● RECORDS FOR THIS EXERCISE:
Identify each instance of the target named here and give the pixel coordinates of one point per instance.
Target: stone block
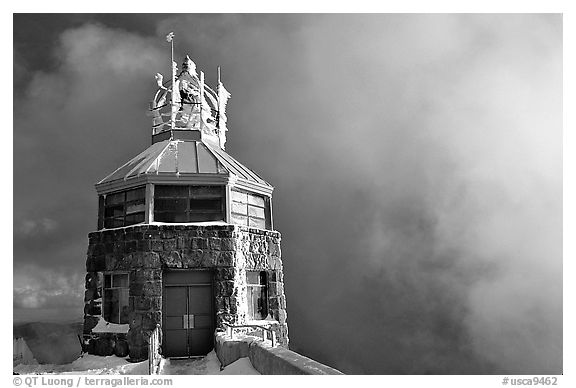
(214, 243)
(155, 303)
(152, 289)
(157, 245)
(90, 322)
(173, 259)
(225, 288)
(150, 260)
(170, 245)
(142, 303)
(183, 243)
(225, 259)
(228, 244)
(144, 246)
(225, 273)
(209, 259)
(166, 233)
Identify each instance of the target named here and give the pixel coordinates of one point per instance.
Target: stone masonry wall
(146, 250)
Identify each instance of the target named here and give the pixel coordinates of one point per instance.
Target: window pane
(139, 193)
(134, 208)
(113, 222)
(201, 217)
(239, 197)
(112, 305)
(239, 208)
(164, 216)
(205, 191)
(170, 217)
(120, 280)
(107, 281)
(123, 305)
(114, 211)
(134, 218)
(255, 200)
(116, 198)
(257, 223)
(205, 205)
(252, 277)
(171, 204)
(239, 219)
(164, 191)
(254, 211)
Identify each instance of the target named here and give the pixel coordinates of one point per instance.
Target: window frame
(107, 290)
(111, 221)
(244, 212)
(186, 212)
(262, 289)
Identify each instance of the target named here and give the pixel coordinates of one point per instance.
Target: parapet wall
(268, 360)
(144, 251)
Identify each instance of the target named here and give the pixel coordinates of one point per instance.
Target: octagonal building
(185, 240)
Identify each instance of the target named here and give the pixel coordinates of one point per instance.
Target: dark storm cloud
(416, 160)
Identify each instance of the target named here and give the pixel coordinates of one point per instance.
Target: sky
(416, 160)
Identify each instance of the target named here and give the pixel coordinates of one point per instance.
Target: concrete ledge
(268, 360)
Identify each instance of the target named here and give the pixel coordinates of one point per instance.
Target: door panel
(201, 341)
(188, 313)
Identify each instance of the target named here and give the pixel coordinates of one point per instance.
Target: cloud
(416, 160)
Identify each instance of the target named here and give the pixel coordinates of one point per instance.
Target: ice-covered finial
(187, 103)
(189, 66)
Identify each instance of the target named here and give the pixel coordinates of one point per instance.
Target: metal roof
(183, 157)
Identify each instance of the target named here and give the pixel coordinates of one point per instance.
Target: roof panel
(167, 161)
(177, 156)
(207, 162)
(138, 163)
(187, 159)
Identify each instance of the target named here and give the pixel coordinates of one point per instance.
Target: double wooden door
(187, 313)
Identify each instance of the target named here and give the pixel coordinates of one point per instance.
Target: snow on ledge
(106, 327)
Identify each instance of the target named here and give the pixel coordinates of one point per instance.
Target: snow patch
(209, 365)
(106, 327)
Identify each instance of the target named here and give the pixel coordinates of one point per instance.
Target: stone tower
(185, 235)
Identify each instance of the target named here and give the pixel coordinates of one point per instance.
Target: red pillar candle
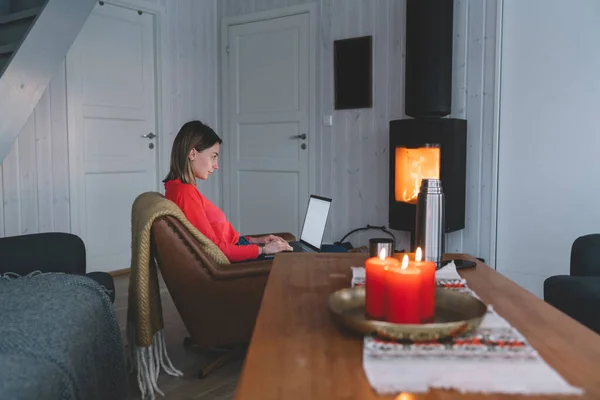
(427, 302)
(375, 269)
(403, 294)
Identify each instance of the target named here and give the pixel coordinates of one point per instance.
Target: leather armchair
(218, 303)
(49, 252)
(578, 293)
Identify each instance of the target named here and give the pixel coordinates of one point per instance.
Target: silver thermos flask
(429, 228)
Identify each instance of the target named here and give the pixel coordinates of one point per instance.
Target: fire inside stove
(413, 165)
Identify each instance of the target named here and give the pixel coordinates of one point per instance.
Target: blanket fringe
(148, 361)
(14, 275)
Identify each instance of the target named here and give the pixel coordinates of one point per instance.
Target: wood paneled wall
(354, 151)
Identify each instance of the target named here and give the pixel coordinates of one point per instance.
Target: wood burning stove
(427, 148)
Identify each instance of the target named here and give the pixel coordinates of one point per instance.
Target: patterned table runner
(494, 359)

● INSTRUCTIONS FOR THE TASK:
For this exercise, retype the listing above word for word and omit the pictures.

● TASK ANSWER:
Identify each instance of the target named here and give the pixel coordinates of one point per instance.
Target: stone block
(214, 243)
(155, 303)
(152, 289)
(157, 245)
(90, 322)
(173, 259)
(225, 288)
(150, 260)
(170, 245)
(142, 303)
(183, 243)
(225, 259)
(228, 244)
(144, 246)
(225, 273)
(209, 259)
(166, 233)
Identify each instance of the target named here and give the pixel coordinates of one point per instance.
Target: stone masonry wall
(146, 250)
Identify each instance of the target named here and give the pixel coordinates of one point per instance.
Target: window pane
(139, 193)
(134, 208)
(113, 222)
(201, 217)
(239, 197)
(112, 305)
(239, 208)
(164, 216)
(205, 191)
(170, 217)
(120, 280)
(107, 281)
(123, 305)
(114, 211)
(134, 218)
(255, 200)
(116, 198)
(257, 223)
(205, 205)
(252, 277)
(171, 204)
(239, 219)
(164, 191)
(254, 211)
Identify each instance of the target named here and give the pixel coordinates of one point per instance.
Target: window frame
(107, 290)
(111, 221)
(244, 212)
(186, 212)
(262, 289)
Identify each instance of the target named here and give the pixel coordinates of one point per instance.
Target: parapet wall
(268, 360)
(144, 251)
Identify each instance of the target named here and give the pixel coordinates of one point per instance.
Target: octagonal building
(185, 240)
Identify each instance of the target named here and give the pixel coordinates of one point per instance.
Target: dark storm cloud
(416, 160)
Identify each instance of the target named here and give the pixel coordinates of one point per instance.
Target: sky
(416, 160)
Identify each instance of the target named here and give the pixel coordinates of one point per instance.
Target: concrete ledge
(268, 360)
Identify each instance of the target named here and give the pixel coordinates of one point per instance.
Target: door panel
(201, 341)
(188, 313)
Identify each instance of the target named here and give the pixel coordinates of one point per instance.
Target: cloud
(416, 160)
Identify each instance of the target named here and give the pixel coordinates of one point per instance.
Target: ice-covered finial
(187, 103)
(189, 66)
Identify each instance of the target named here and give the pixel coordinates of one point per instance.
Target: metal roof
(183, 157)
Identify each instance of the target named here and give the pixel coordinates of one point per instance.
Target: roof panel
(167, 161)
(177, 156)
(207, 162)
(138, 163)
(187, 159)
Identify each instance of the target named here and give the pixel coordinates of one point per instance.
Target: double wooden door
(187, 313)
Identify each instance of the target named here and give the pixel coordinates of one point per instance.
Target: snow on ledge
(106, 327)
Identify each instance of the target named here and give the pixel coordinates of one point per instance.
Target: snow patch
(209, 365)
(106, 327)
Identify each instance of the target named here and give the pixel coordinates of one point per instance.
Target: stone tower
(185, 235)
Identify each instance of the target named here and give the pixel coordinates of one point per instance.
Target: red pillar candle
(427, 302)
(375, 269)
(403, 294)
Identify each instance of the target named here and give the pixel coordinates of one point per instance.
Target: leather armchair
(218, 303)
(49, 252)
(578, 293)
Identify each instance of the target named here and give the pixel coordinates of one point per instance.
Target: silver thermos flask
(429, 228)
Identify each instance of the target named here and give the pixel coordinates of one point per instance.
Target: fire inside stove
(413, 165)
Identify each instance of the target named here and give the pixel coordinates of one point per instance.
Target: blanket fringe
(148, 361)
(14, 275)
Identify each instance of the target named here and give the pixel coordinates of one point per instance.
Target: wood paneled wall
(354, 151)
Identify each instance of the target named here and give the pixel coordinates of one point per instance.
Target: wood burning stove
(427, 148)
Identify each instance of the target named here and give the pixel coordinates of one point per instance.
Target: patterned table runner
(494, 359)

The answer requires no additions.